● Problem description: Extract exactly the range of lines bounded by the line containing "Locate the front" and the final line of the listing, both ends included, and no other lines.

::: Records supplied :::

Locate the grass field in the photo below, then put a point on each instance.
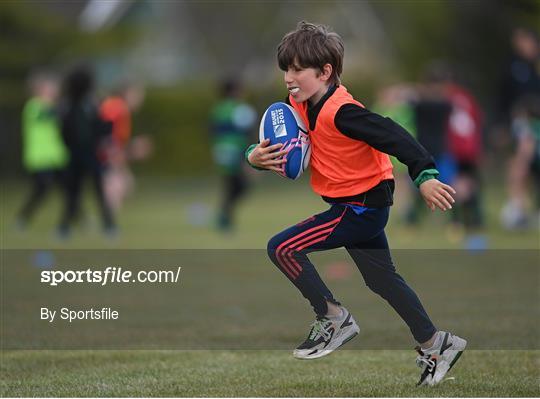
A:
(256, 309)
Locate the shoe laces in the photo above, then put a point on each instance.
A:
(319, 328)
(425, 360)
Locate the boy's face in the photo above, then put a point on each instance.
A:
(307, 84)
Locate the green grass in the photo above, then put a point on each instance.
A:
(260, 373)
(492, 299)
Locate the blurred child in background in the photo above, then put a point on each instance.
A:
(120, 148)
(44, 153)
(464, 139)
(396, 102)
(231, 120)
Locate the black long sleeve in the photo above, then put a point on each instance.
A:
(384, 135)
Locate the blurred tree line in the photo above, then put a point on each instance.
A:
(473, 35)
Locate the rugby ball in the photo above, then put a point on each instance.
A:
(282, 124)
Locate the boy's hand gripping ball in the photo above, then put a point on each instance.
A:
(282, 124)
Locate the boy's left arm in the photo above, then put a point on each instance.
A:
(387, 136)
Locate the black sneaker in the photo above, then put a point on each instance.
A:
(326, 335)
(437, 361)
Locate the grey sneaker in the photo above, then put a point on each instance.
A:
(326, 335)
(438, 360)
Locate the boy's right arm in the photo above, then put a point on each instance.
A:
(264, 156)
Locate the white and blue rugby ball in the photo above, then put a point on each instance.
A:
(282, 124)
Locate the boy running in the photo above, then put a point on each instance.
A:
(352, 172)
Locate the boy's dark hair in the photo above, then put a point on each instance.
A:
(312, 46)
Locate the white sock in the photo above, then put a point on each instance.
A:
(437, 342)
(338, 317)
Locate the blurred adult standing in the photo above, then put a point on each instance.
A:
(521, 76)
(231, 120)
(44, 153)
(83, 131)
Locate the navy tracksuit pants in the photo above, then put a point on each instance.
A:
(361, 231)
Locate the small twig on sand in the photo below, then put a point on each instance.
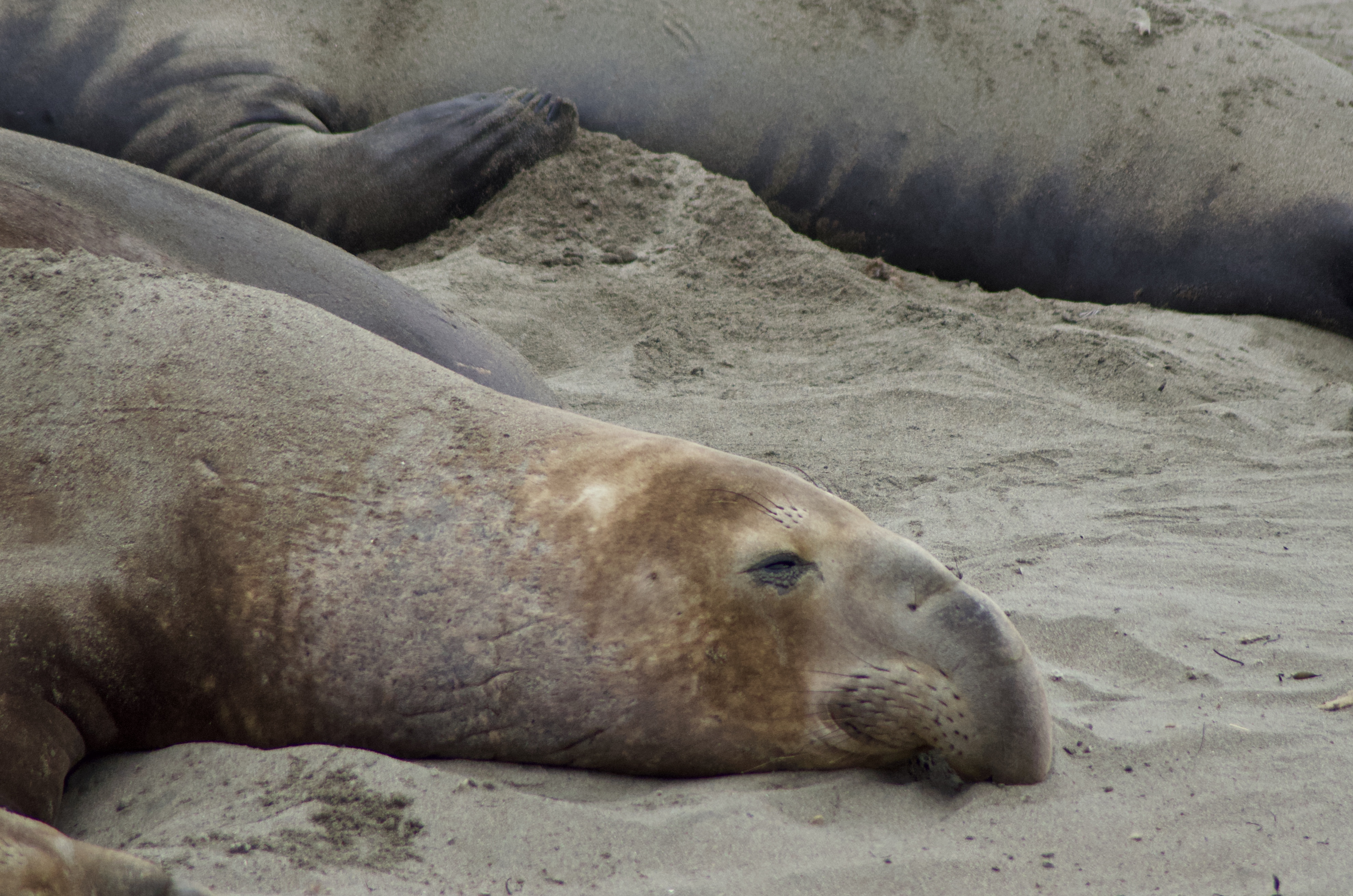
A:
(1343, 702)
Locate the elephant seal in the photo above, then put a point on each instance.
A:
(66, 198)
(266, 546)
(1076, 151)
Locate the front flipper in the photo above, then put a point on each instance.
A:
(39, 860)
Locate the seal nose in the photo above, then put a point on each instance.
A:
(990, 665)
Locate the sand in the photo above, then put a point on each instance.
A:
(1161, 501)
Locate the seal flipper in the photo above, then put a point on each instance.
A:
(271, 144)
(39, 858)
(40, 745)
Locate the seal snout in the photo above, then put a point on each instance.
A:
(1007, 729)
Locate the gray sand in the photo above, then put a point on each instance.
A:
(1161, 501)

:::

● Task result:
Locate the front flipper in the photo above, then put a point on each instance.
A:
(39, 860)
Locate the seal nose in the photo above, then put a point on each instance.
A:
(990, 665)
Locate the sand in the photo above, then put a point on each instance.
A:
(1161, 501)
Locate the seal flipper in the photo above, then put a point on each instance.
A:
(271, 144)
(39, 858)
(40, 745)
Locate the seal snout in the photo above, then put a point on each instance.
A:
(1007, 729)
Locate the gray sand in the photo above, then put a point on each instance.
A:
(1161, 501)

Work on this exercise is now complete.